[Exercise instructions]
• A. According to the passage on Vrishabhanu, how many cows did he own, as the Padma Purana states?
• B. Rewrite everything in the passage on Vrishabhanu from "Vrishabhanu (; IAST: ), also" down to "the Dvapara Yuga.", putting "Varsana" in place of "Barsana".

===== Excerpted passage =====

Vrishabhanu (; IAST: ), also spelled as Brushabhanu, is a Yadava chieftain featured in Hindu scriptures. He is described as the father of the goddess Radha, who is the chief consort of god Krishna and also regarded as the incarnation of the goddess Lakshmi in Dvapara Yuga. According to the Padma Purana, Vrishbhanu was the chief of Barsana, and the owner of 10 lakh cows. In his previous birth as King Suchandra, Vrishabhanu is stated to have received a divine boon from Brahma to become the father of Lakshmi in the Dvapara Yuga.

Legend

Boon 
In his previous birth, Vrishbhanu was named as Suchandra and was married to Kalavati, the grand-daughter of Daksha Prajapati. After enjoying conjugal relations with Kalavati for a long time, Suchandra retired from his family life and went to the ashrama of sage Agastya. When Kalavati started crying because of being abandoned by her husband, Brahma granted a boon to her that she would reborn with her husband in her next life, and that both of them would be blessed with goddess Lakshmi (Radha) as their daughter.

===== Recorded data =====

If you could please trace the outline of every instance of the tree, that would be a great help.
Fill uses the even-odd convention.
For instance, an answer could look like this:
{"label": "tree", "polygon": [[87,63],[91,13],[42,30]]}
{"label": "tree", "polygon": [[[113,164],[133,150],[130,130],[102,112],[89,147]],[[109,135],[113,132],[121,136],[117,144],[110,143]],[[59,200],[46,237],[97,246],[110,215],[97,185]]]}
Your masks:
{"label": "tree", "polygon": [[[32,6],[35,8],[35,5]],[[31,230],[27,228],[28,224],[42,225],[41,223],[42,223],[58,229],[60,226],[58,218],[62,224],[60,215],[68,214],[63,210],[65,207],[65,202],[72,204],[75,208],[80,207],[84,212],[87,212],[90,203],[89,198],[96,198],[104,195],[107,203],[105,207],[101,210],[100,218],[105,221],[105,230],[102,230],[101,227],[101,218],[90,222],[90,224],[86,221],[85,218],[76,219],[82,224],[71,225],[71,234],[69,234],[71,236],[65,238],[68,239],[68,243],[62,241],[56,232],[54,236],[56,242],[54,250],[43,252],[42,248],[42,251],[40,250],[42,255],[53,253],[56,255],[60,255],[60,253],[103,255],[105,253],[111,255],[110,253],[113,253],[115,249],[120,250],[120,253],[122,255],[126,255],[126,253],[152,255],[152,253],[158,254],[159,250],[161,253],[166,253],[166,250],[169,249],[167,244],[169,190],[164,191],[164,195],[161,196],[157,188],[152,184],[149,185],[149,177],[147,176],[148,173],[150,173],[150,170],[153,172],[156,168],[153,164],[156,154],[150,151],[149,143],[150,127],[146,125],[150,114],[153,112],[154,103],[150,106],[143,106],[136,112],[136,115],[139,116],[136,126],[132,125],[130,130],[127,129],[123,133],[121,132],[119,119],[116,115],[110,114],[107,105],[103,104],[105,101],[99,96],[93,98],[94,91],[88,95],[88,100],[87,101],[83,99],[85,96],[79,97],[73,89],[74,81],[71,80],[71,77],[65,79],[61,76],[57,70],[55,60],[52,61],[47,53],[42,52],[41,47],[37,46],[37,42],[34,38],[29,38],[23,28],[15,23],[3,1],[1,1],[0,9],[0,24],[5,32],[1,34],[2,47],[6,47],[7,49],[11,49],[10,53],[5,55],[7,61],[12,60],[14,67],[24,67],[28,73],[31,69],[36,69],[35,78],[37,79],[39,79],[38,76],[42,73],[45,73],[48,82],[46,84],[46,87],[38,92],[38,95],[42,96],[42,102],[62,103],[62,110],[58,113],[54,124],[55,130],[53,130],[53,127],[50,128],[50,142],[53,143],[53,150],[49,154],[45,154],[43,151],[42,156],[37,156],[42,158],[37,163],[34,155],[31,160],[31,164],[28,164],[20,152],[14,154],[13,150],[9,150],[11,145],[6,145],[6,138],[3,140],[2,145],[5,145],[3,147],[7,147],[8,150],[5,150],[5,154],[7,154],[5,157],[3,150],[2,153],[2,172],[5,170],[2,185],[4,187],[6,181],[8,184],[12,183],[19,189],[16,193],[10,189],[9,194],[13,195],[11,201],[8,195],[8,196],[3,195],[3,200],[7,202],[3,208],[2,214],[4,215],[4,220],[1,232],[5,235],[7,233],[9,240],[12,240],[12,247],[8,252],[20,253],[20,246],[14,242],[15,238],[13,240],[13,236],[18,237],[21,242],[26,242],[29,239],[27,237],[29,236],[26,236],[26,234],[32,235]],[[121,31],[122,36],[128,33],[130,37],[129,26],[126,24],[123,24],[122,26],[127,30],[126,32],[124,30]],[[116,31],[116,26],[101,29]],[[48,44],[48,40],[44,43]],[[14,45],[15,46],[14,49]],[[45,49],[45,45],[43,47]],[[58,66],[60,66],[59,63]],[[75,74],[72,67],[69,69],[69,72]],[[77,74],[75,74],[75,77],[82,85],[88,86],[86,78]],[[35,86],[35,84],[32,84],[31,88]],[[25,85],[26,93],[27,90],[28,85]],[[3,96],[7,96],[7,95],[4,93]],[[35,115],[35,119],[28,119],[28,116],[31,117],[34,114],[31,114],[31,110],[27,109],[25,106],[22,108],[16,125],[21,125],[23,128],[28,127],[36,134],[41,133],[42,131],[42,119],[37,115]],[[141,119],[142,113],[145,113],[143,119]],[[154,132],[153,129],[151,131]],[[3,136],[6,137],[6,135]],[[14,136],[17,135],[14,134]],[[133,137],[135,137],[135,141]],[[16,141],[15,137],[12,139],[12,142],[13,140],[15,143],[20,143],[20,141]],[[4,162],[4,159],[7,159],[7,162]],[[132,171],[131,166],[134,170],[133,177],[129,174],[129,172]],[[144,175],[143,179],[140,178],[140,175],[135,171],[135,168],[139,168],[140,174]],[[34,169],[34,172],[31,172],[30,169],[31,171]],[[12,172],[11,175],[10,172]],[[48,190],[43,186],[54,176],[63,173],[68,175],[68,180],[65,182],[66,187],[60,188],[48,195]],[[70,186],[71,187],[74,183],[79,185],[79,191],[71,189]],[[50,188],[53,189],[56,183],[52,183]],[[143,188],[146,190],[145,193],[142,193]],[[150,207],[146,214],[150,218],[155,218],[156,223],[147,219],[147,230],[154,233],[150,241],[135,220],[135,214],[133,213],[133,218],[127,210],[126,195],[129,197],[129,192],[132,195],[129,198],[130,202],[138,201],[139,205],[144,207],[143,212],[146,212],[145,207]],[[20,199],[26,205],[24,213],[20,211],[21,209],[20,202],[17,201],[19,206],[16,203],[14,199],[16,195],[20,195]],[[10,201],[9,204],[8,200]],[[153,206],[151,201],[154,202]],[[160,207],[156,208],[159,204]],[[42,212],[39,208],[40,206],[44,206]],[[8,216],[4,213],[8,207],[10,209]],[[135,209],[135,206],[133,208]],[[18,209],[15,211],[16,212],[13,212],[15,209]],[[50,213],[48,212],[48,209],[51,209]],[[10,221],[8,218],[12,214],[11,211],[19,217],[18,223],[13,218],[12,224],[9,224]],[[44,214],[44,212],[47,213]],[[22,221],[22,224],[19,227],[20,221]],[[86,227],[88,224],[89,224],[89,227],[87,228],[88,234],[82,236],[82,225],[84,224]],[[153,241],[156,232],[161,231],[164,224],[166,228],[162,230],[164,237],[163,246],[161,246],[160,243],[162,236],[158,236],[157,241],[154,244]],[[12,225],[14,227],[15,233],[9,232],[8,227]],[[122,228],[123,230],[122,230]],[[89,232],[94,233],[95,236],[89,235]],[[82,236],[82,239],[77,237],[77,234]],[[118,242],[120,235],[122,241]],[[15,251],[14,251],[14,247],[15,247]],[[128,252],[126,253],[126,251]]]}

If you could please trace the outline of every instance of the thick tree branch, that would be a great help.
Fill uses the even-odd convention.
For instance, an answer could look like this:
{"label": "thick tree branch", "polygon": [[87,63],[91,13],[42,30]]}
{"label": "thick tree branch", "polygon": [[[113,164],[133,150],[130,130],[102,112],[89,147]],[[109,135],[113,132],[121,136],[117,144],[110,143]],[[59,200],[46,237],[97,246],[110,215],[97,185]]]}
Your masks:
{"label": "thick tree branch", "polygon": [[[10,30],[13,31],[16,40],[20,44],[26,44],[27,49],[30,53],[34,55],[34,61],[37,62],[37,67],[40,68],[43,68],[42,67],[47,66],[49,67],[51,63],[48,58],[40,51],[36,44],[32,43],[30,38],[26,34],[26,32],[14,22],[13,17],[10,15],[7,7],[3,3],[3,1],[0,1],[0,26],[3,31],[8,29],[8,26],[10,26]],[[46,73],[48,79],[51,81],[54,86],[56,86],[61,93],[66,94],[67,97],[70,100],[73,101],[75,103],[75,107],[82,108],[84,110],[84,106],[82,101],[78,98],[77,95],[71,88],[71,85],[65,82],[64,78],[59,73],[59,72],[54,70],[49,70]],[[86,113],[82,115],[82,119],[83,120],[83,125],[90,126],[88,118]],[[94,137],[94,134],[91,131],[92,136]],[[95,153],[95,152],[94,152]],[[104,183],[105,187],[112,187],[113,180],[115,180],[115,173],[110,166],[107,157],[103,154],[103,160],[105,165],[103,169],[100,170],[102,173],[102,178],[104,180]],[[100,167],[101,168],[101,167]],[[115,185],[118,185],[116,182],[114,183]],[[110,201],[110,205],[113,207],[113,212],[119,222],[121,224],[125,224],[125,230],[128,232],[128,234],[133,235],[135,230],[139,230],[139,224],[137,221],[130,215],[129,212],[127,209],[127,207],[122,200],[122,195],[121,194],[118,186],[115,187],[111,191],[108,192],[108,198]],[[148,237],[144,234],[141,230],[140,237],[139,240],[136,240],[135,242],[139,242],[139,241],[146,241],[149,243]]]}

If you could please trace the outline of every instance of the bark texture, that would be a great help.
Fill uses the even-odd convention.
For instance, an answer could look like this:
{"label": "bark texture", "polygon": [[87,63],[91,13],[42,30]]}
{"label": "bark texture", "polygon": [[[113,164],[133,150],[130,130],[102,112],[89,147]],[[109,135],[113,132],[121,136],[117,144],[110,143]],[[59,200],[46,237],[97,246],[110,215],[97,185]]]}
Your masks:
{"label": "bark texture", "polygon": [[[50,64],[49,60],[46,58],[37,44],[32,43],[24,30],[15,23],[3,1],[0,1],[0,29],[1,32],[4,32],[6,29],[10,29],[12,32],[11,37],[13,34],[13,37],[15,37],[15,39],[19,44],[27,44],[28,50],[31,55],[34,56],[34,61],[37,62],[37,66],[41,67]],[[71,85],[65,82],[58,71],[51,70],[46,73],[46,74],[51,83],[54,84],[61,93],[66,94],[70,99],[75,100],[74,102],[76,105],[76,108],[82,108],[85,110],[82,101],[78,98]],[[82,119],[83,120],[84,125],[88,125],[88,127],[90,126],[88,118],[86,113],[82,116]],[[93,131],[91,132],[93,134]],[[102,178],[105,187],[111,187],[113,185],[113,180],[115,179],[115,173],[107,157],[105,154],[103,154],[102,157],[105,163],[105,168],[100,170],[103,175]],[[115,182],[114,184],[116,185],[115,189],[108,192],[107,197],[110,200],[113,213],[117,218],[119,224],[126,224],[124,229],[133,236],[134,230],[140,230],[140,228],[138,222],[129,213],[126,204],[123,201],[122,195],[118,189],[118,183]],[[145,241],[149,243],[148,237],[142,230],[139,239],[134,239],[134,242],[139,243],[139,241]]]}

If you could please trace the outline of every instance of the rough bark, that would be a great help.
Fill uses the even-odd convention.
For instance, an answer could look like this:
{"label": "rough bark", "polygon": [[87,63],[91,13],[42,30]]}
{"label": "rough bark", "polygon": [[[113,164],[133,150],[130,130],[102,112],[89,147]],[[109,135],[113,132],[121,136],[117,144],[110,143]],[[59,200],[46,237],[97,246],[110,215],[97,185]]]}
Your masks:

=====

[Outputs by task]
• A. 10 lakh cows.

• B.
Vrishabhanu (; IAST: ), also spelled as Brushabhanu, is a Yadava chieftain featured in Hindu scriptures. He is described as the father of the goddess Radha, who is the chief consort of god Krishna and also regarded as the incarnation of the goddess Lakshmi in Dvapara Yuga. According to the Padma Purana, Vrishbhanu was the chief of Varsana, and the owner of 10 lakh cows. In his previous birth as King Suchandra, Vrishabhanu is stated to have received a divine boon from Brahma to become the father of Lakshmi in the Dvapara Yuga.